[Task objective]:
Go to the line that contains "Sample — (111,243)" and extract it along with every line after it, exactly, through the end of the data below.

(Saved entries)
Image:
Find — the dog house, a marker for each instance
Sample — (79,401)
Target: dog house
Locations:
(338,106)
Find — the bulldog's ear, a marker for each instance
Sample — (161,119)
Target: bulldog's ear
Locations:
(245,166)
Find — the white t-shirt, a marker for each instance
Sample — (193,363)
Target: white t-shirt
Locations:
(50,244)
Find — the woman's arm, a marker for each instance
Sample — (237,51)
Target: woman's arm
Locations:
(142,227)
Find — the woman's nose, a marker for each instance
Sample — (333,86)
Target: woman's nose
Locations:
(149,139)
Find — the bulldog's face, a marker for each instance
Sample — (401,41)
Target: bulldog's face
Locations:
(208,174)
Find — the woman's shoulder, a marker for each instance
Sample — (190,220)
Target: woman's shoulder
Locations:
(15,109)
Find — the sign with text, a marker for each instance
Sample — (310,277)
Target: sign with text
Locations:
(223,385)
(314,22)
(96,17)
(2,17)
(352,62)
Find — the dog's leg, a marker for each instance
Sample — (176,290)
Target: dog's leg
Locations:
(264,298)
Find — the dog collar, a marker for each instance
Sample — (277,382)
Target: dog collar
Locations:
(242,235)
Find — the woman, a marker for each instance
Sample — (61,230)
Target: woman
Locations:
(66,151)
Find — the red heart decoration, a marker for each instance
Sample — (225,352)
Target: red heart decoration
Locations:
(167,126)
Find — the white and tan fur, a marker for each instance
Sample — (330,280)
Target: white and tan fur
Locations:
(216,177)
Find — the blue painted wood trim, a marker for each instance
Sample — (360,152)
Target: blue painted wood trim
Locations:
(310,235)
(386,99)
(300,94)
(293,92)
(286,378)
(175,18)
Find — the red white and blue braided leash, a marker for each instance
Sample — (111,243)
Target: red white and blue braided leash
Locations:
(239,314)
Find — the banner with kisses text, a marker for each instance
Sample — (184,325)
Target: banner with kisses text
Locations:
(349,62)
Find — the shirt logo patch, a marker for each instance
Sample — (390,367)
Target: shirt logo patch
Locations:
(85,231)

[Response to this exercise]:
Sample — (111,243)
Target: red white and blue braided leash
Locations:
(239,314)
Find — the banner with kisses text, a marker for each instance
Sample — (184,325)
Target: banner with kisses text
Locations:
(349,62)
Find — the shirt logo patch, a marker for each instance
Sample — (390,367)
Target: shirt logo patch
Locations:
(85,231)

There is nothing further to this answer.